# Data shown:
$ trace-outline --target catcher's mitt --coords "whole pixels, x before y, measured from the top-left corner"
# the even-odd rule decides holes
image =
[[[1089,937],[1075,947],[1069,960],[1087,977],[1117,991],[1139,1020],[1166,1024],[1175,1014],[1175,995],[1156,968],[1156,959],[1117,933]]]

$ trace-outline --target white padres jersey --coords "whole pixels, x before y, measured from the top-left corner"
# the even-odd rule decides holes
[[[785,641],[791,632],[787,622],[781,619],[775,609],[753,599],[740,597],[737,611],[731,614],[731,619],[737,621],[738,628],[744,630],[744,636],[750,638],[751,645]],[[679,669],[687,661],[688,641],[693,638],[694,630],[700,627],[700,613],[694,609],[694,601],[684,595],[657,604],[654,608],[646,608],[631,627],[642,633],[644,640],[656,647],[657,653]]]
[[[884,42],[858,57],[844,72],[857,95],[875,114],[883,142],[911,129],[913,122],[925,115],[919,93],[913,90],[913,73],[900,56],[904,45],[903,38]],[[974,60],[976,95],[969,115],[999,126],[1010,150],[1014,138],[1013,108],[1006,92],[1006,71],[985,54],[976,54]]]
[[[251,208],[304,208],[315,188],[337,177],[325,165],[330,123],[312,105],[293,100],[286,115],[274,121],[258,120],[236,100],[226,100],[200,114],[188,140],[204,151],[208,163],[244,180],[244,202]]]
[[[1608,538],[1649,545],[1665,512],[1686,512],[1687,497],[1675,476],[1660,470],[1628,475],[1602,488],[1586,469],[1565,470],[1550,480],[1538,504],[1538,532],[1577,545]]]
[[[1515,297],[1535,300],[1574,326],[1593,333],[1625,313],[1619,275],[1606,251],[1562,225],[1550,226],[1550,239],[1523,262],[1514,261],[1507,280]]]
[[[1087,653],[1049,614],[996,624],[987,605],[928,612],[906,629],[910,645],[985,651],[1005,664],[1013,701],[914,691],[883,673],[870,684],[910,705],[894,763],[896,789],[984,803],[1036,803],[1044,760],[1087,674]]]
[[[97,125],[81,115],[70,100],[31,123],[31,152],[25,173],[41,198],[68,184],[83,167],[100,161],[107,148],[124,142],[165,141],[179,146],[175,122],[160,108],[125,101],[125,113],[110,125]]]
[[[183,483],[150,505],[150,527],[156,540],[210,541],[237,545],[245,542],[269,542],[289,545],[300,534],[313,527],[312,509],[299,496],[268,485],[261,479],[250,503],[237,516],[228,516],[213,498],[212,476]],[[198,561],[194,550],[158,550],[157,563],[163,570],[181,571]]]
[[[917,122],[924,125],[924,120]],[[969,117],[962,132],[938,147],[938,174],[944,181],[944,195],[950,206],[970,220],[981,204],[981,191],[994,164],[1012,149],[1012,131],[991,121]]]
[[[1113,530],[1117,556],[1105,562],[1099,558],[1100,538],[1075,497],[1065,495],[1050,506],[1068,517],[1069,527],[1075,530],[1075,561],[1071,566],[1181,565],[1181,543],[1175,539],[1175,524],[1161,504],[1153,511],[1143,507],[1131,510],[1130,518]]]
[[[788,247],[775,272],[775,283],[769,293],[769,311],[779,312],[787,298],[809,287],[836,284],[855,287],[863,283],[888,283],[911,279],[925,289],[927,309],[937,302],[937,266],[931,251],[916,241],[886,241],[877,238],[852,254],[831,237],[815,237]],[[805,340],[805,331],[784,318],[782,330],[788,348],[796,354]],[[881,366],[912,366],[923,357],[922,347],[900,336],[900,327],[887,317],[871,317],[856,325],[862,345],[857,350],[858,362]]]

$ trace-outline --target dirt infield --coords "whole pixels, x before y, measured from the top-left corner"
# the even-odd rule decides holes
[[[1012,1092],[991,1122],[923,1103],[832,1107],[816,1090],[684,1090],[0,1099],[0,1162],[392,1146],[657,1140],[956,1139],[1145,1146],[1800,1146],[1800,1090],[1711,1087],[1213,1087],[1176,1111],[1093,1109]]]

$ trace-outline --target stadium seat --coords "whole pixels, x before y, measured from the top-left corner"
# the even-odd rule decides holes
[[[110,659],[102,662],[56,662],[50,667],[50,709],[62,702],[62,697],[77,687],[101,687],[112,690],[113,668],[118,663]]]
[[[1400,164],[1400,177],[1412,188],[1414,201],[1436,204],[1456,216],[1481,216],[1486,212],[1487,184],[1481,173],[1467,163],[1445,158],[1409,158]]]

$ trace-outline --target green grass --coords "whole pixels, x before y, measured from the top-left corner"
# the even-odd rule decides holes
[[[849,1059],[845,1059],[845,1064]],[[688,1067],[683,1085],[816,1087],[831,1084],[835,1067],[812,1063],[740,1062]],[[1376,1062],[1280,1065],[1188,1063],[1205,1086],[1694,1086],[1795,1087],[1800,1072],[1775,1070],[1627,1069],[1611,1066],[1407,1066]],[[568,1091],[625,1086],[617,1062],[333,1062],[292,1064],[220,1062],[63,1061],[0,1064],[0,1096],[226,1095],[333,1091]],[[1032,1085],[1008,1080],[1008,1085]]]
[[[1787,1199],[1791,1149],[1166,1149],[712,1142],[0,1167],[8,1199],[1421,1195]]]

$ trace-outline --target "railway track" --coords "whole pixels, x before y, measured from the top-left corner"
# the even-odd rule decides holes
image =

# Exercise brief:
Lines above that have "trace": copy each of them.

# Solution:
$ trace-outline --target catcher's mitt --coords "whole pixels, x before y, measured from the top-left corner"
$ trace-outline --target white padres jersey --coords "whole pixels, x before y, measured from the top-left corner"
$ trace-outline --target dirt infield --coords "whole pixels, x before y, measured from the top-left corner"
$ trace-outline --target stadium seat --coords "whole pixels, x before y, measured from the top-left corner"
$ trace-outline --target green grass --coords "whole pixels, x before y, measured from the top-left corner"
$ trace-outline --target "railway track" --coords "whole pixels, x before y, measured from the top-left corner"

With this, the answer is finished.